─── LISTED RECORDS

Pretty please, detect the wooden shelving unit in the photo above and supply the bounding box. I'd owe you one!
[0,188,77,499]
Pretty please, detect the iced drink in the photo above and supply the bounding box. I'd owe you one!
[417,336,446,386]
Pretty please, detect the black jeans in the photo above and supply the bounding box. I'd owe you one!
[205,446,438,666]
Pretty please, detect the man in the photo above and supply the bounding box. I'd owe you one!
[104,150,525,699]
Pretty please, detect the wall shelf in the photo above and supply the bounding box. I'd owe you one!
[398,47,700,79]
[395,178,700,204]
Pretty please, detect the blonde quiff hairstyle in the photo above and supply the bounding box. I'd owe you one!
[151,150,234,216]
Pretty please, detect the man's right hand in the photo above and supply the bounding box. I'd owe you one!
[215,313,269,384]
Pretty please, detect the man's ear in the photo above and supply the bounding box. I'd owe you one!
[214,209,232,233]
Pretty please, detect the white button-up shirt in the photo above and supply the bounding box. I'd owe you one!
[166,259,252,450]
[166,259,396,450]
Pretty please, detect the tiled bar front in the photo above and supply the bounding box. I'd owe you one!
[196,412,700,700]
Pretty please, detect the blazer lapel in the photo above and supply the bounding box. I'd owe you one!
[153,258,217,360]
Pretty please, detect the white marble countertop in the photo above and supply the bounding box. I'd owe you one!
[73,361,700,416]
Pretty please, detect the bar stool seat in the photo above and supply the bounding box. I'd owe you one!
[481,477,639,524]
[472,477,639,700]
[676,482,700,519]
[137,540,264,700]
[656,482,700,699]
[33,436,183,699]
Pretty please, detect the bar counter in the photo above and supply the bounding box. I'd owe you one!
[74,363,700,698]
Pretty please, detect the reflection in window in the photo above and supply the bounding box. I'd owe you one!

──────

WHAT THE TASK REQUIRES - What is needed is an exact copy of the lines from the one containing "Pretty please, detect the black" to the end of the data; please add nothing else.

ANSWER FOR THIS EXERCISE -
Pretty please, detect the black jeans in the photo above and supply the bounding box. I'd owe you one!
[205,446,438,666]
Pretty please, detect the man in the photo above and supply the bounding box. I'd owe you one!
[104,150,525,699]
Pretty please, detect the wall shelf in the photo above and supply the bounding box. I'd owe you one!
[398,47,700,79]
[395,178,700,204]
Pretty please, detect the blonde quiff hairstyle in the photo above and supply the bounding box. I'd owe you one!
[151,150,234,216]
Pretty please, detect the man's right hand in the photo above and supply the bounding box. I'd owe you one!
[215,313,269,384]
Pretty please, detect the man's ear in the photo above and supply the bounding box. I'd owe you one!
[214,209,232,233]
Pretty please, detect the white button-up shirt in the photo above and supply the bounding box. I'd owe you one!
[166,259,252,450]
[166,259,396,450]
Pretty please, detect the tiled bar front in the photo above and supply the bounding box. I'd owe you one!
[196,412,700,700]
Pretty please, detect the blazer lapel in the photo above and supply the bounding box. I'd owe you one!
[153,258,217,360]
Pretty please, detect the white marble countertop in the photo above and supply the bounding box. I'd owe you one!
[73,361,700,416]
Pretty please, detect the bar stool seat in the photo above and supply the bounding box. I'd owe you one!
[481,477,639,524]
[472,477,639,700]
[676,482,700,519]
[137,540,264,700]
[656,482,700,699]
[33,436,183,699]
Pretty please, detect the bar counter in the photo above and supply the bounding box. I'd owe you one!
[74,363,700,698]
Pretty please, detect the reflection in window in the photo above and supply the bounding box. I'd owe you one!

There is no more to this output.